WORK INSTRUCTIONS: Count the lines below that contain the string "concrete" and give only that number.

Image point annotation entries

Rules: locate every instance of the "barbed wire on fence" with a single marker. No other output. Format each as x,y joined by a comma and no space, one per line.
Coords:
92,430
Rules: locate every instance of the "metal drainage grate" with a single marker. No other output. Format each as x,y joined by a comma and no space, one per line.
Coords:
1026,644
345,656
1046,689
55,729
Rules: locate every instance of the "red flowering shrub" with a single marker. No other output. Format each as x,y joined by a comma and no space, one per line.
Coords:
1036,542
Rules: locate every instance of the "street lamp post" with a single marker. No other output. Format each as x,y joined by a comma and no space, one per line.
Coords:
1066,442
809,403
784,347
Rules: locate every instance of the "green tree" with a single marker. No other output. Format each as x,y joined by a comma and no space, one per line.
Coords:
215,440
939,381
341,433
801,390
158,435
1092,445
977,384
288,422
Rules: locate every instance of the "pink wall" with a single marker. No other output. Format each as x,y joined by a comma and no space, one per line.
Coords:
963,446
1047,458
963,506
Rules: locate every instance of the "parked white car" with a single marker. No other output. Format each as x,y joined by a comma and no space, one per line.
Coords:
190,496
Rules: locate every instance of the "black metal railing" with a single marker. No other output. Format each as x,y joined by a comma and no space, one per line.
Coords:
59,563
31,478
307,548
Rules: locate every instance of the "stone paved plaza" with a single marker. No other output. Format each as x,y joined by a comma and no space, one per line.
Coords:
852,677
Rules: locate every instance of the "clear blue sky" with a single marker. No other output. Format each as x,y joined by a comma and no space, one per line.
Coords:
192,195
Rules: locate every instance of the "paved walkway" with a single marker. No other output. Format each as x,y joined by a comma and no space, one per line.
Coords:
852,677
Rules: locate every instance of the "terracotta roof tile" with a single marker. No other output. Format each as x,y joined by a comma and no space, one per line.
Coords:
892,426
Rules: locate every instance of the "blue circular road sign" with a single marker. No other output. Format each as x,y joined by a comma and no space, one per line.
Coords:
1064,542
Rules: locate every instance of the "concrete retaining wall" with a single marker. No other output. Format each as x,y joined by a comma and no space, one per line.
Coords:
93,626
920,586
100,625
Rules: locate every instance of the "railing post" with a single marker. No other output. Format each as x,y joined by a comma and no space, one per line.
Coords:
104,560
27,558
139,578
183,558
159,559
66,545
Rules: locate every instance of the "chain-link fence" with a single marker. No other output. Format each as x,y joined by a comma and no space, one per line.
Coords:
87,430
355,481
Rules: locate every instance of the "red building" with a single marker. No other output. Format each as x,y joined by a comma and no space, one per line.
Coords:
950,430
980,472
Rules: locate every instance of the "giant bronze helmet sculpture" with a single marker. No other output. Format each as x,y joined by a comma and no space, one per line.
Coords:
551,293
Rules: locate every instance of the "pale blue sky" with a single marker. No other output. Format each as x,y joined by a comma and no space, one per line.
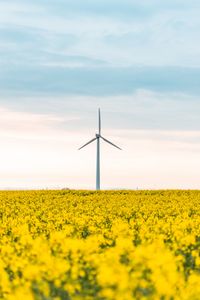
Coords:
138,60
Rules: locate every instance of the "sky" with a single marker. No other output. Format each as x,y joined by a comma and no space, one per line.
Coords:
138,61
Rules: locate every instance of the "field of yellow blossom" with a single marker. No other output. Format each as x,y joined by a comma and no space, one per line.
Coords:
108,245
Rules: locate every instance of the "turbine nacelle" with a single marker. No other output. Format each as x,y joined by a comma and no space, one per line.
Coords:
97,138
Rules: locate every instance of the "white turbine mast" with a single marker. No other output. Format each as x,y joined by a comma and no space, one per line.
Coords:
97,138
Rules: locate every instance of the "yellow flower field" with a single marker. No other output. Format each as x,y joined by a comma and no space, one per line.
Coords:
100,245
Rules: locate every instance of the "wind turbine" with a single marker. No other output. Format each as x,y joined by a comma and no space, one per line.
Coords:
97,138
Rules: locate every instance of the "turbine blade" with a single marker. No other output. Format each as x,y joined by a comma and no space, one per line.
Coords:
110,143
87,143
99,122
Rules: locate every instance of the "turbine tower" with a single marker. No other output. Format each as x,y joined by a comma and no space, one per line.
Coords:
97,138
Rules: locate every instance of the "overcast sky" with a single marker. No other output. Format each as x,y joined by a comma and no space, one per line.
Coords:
* * *
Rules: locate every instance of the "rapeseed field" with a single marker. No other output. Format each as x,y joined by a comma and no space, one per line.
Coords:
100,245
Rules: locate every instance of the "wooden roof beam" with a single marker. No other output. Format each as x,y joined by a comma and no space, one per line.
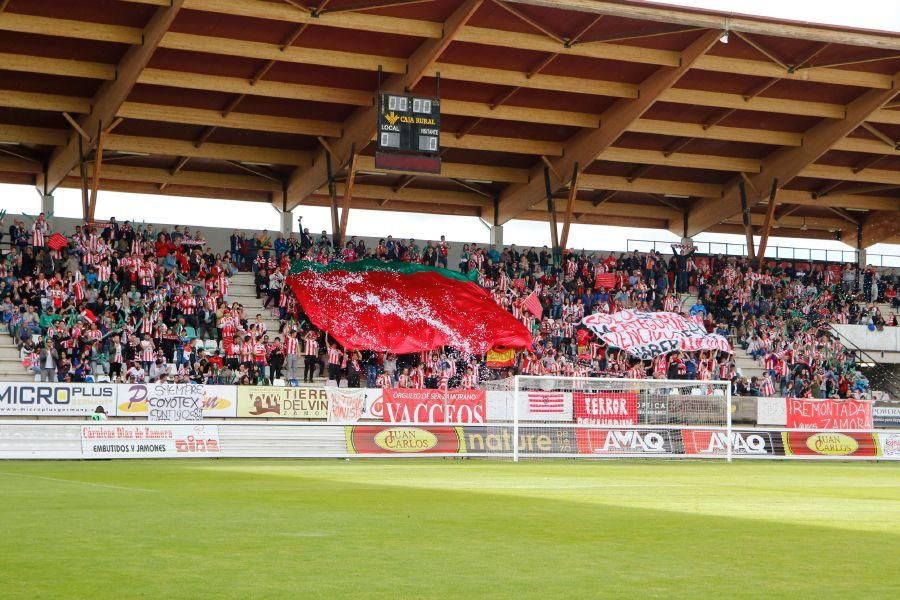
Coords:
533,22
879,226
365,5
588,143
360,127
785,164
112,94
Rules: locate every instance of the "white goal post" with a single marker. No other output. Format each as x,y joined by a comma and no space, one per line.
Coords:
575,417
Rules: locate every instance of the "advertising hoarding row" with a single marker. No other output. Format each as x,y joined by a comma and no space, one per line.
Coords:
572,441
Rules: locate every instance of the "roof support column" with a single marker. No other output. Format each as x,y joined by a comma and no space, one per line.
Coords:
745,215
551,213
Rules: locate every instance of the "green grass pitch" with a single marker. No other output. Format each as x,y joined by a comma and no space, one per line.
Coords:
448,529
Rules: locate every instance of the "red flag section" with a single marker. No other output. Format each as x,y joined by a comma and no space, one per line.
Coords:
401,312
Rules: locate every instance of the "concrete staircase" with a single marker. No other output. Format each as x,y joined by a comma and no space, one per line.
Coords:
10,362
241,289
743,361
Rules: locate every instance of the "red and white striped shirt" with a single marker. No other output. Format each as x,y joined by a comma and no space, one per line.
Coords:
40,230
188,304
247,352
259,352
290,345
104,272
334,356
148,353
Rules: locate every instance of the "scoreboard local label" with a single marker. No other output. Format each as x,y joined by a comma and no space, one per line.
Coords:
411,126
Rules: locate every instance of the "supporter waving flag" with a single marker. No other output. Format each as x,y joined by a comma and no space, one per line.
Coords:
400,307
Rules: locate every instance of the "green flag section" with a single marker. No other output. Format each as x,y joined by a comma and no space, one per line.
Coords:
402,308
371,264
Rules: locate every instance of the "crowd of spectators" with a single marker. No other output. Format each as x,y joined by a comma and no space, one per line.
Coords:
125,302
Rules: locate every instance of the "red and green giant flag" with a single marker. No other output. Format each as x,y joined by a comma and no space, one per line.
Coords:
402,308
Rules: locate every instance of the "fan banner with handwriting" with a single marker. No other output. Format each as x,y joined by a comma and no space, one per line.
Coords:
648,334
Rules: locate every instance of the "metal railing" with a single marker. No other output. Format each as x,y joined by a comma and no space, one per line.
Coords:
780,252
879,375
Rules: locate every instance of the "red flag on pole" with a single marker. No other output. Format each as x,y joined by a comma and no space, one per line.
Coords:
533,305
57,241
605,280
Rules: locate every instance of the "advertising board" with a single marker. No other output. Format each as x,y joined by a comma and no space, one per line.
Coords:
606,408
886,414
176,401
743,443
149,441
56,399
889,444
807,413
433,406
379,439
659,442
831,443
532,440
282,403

SOLUTION: 2